GOAL OF THE EXERCISE: From the line with "</instance>" through the line with "positive clicks: (73, 112)", inclusive, return each line of the data below exactly and leave the rest out.

INPUT FOR THIS TASK:
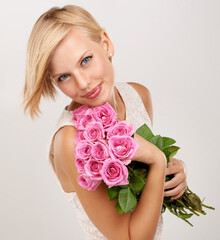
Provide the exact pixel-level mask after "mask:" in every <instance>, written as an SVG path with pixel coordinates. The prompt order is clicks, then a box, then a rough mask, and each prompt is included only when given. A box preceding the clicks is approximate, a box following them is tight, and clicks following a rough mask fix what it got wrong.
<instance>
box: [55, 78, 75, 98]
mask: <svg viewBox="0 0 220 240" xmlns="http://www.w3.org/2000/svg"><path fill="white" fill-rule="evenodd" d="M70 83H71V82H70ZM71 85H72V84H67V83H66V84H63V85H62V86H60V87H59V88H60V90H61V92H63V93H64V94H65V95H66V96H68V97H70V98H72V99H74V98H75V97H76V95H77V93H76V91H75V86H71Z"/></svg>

--

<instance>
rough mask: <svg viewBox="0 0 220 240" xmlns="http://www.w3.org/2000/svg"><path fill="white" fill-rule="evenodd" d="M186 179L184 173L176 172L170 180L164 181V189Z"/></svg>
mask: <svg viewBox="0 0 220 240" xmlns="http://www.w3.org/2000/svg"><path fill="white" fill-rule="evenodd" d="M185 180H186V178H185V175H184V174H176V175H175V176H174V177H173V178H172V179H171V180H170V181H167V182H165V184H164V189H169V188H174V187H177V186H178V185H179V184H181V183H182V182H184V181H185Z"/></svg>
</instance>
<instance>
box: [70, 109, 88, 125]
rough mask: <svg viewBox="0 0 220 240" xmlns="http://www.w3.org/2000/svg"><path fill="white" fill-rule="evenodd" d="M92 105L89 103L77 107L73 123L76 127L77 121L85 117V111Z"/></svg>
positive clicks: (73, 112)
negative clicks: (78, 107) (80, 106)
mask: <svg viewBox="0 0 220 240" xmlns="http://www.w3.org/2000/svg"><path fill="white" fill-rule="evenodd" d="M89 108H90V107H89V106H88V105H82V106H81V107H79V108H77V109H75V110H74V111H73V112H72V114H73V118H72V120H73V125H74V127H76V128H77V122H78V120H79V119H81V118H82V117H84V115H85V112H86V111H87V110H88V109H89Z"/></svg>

SOLUTION TO THIS EXERCISE:
</instance>
<instance>
box: [70, 109, 88, 125]
rough mask: <svg viewBox="0 0 220 240" xmlns="http://www.w3.org/2000/svg"><path fill="white" fill-rule="evenodd" d="M92 105L89 103L77 107L73 123L76 127L77 121L85 117V111Z"/></svg>
positive clicks: (73, 112)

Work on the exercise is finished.